**SHORT EXERCISE 1:** According to the passage on success, whose stock chart is shown as an example of exponential growth?

As humans, we’d like to think that success is linear. But it’s not. Like growth in the stock market, it’s exponential. And it takes time and effort (a.k.a. sacrifice). If time and effort have a linear trajectory, then success over time will be exponential as illustrated below:


You can put in a lot of effort into attaining a goal (mastering a certain skill, writing a book, starting a business, etc.) and not seeing any results right away despite putting in plenty of effort. It can be years of seemingly nothing, but then almost as if something just clicks into place, the results start flowing in. And growing your net worth though investing takes the same process.


You have to be willing to keep at it even when you don’t see immediate results. Which psychologically can be disheartening to put in a ton of effort into something only to be met with (perceived) failure. But it’s not failure if you can keep learning from your mistakes, get back up off the ground, dust yourself off and keep at it. Overnight successes are never actually overnight. It’s usually a story that is years in the making. But we don’t hear about it in the news until it’s a big, newsworthy success.


Here’s a chart of Apple’s stock over the years. Sure it’s a little more bumpy, but it looks awfully like the time vs. success chart shown above. Because that’s how exponential growth works.

Records from a data source
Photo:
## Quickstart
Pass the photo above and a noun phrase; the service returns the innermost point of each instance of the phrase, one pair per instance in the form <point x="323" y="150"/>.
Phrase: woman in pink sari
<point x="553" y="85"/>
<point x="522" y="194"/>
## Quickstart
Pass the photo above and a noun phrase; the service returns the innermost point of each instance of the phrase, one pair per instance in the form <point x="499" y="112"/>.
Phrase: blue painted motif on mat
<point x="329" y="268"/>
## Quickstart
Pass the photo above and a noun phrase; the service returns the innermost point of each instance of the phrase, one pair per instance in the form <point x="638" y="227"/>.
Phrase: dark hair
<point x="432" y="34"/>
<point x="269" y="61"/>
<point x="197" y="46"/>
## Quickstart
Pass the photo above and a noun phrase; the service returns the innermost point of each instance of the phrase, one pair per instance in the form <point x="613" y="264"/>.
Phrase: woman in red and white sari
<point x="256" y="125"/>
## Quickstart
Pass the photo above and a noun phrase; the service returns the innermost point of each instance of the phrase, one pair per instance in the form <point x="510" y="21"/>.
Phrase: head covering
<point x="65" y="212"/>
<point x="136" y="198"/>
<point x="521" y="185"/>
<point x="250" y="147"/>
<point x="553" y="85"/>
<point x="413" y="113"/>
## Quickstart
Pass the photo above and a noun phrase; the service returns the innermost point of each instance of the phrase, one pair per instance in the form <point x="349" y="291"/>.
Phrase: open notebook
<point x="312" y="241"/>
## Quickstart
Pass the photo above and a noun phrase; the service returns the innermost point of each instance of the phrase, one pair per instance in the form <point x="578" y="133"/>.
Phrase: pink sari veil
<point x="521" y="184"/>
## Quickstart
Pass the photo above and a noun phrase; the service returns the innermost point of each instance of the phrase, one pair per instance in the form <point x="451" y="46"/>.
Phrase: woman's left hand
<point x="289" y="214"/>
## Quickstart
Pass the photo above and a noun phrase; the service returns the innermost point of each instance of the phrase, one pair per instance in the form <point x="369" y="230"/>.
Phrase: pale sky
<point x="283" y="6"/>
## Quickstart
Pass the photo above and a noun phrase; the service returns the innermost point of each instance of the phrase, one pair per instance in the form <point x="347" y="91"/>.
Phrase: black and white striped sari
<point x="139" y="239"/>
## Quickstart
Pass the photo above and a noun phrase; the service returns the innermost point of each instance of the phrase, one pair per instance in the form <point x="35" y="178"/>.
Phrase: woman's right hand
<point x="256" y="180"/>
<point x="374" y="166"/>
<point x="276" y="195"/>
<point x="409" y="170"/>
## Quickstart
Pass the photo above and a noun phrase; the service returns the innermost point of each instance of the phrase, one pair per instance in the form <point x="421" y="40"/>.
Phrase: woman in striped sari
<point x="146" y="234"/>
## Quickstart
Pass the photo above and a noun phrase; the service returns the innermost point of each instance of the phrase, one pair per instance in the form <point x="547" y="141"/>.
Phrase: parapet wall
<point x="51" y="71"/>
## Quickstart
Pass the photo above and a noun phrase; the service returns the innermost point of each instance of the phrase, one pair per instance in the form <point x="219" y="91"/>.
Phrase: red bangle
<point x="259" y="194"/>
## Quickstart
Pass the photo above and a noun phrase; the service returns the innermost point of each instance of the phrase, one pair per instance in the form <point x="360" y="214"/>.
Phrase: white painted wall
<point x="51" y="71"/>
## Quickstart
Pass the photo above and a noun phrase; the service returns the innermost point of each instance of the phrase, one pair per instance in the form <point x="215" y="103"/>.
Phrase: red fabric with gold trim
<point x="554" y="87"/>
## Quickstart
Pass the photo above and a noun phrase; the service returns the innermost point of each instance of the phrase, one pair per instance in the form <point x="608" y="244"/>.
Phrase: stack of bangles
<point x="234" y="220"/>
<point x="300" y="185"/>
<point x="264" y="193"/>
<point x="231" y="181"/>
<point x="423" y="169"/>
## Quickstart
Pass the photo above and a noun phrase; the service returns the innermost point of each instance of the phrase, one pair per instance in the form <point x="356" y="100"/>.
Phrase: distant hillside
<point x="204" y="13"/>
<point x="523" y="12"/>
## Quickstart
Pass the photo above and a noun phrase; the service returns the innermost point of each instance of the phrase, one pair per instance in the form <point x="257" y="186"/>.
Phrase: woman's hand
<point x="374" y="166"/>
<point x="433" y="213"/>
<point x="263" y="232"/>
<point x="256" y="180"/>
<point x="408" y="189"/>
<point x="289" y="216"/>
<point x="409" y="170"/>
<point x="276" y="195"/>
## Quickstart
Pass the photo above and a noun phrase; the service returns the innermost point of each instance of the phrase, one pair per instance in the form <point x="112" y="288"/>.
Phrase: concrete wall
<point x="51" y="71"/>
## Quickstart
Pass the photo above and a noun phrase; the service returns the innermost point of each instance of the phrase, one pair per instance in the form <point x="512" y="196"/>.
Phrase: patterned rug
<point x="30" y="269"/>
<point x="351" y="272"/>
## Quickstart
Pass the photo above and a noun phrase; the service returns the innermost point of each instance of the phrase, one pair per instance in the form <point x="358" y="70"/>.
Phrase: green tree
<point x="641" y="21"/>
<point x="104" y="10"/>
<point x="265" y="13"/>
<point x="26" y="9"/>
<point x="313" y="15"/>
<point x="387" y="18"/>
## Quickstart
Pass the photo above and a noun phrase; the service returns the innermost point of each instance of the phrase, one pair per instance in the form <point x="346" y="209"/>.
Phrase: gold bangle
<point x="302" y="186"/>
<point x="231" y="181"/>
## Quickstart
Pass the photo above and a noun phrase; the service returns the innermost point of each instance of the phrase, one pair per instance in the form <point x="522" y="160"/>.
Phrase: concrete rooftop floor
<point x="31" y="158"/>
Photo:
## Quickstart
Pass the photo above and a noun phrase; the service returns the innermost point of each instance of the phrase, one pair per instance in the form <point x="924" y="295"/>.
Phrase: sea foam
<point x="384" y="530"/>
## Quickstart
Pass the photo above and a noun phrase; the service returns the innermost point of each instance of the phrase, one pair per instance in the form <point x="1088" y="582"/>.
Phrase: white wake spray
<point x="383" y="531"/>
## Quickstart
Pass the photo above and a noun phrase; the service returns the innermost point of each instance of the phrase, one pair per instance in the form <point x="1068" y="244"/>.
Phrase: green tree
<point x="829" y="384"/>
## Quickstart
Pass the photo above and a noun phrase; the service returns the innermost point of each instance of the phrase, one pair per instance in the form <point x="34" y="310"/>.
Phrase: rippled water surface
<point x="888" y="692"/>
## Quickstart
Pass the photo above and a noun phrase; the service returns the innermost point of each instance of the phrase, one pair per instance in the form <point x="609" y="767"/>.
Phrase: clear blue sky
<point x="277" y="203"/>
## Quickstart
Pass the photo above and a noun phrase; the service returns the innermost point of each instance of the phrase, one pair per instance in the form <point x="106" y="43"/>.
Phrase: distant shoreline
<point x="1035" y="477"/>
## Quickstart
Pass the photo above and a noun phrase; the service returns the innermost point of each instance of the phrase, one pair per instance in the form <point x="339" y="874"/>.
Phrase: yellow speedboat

**SHORT EXERCISE 2:** Please locate every line in the rows above that contains the word "wall" and copy each of those lines.

**TASK RESULT 1:** Apple's

**TASK RESULT 2:**
Phrase: parapet wall
Phrase: white painted wall
Phrase: concrete wall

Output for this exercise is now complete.